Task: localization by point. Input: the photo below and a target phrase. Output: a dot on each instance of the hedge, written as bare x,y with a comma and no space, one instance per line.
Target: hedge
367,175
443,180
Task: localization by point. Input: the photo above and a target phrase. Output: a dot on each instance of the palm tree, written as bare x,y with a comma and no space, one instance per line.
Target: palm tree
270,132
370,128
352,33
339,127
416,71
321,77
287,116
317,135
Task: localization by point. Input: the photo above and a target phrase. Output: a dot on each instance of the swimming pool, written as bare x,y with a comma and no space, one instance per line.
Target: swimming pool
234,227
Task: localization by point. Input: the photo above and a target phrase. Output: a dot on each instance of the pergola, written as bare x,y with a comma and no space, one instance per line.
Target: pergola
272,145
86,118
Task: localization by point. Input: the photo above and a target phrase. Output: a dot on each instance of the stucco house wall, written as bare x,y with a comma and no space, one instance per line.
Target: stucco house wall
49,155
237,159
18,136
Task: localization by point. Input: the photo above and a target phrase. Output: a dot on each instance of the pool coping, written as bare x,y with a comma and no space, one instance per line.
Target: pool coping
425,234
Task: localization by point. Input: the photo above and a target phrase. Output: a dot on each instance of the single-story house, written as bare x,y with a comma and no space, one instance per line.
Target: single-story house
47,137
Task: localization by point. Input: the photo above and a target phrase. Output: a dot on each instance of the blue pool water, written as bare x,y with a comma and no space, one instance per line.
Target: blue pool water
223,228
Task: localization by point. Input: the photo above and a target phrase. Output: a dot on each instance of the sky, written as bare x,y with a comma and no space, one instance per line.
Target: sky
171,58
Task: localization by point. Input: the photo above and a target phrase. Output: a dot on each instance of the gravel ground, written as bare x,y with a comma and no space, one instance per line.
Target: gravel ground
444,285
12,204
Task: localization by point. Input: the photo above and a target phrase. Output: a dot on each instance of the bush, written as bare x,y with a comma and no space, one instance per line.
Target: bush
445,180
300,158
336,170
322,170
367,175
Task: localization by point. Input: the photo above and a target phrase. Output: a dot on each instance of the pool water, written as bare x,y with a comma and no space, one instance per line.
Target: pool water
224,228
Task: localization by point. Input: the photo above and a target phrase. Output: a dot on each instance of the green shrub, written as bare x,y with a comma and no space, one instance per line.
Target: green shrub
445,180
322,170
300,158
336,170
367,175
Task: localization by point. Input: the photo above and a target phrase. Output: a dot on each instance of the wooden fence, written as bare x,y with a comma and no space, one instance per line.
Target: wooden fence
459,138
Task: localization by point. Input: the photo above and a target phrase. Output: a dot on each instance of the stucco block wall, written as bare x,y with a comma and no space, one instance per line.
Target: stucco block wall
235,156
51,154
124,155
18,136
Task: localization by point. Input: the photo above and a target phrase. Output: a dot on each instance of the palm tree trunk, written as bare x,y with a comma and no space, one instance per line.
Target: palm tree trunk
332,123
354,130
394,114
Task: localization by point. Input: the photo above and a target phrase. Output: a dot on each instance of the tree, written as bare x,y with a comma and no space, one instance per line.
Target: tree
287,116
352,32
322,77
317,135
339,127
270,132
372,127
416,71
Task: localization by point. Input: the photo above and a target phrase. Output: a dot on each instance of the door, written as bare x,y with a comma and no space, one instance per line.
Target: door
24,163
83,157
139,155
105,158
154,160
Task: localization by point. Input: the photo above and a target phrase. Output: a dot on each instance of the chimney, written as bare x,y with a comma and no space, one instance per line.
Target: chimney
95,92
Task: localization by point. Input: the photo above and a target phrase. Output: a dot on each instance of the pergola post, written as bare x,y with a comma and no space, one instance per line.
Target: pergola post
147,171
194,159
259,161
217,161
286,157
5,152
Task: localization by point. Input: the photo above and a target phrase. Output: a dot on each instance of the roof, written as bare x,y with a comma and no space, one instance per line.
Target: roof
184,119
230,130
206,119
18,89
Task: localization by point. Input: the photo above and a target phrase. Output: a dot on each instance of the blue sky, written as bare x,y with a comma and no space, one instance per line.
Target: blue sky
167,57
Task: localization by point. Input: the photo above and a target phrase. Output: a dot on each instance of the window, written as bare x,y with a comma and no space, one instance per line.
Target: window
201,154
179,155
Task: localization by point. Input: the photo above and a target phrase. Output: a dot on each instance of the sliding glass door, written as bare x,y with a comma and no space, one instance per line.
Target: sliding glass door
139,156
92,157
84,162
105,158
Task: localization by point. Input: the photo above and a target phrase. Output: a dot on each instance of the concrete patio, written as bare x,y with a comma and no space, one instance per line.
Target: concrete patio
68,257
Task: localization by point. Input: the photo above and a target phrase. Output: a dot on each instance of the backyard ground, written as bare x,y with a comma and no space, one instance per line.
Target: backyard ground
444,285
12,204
::::
→ Task brief
Give the lines from the one containing "blue sky, written" through the end of the entries again, exactly as written and with no other lines.

→ The response
Task: localization by point. Input: the photo above and a target phrase. Output: a dot on each instance of the blue sky, written as bare x,y with a comma and no space, one instance per line.
Target: blue sky
167,57
Task: localization by point. Input: the photo above and a target phrase. Output: a dot on each instance of the window, written as bare x,y with a comma and no space, one instance per line.
Target: window
201,154
179,155
Task: localization by point. Input: the photo above and a target phrase. Output: a dot on each instance of the sliding glass door, written as bare x,y with a comma and no space, one instance per line.
Target: sliding glass door
139,156
92,157
84,162
105,158
Task: localization by point. Input: the photo above and a target phrase. Output: a dot on each instance of the concrete patio, written as bare x,y with a comma and no space, one instance per line.
Target: concrete patio
68,257
Task: localization by point. Input: the photo above and a target phrase. Output: a dot on each instance of the backyard ground, written as bare x,y with a comma and no space, one instance per line.
Target: backyard ground
444,285
12,204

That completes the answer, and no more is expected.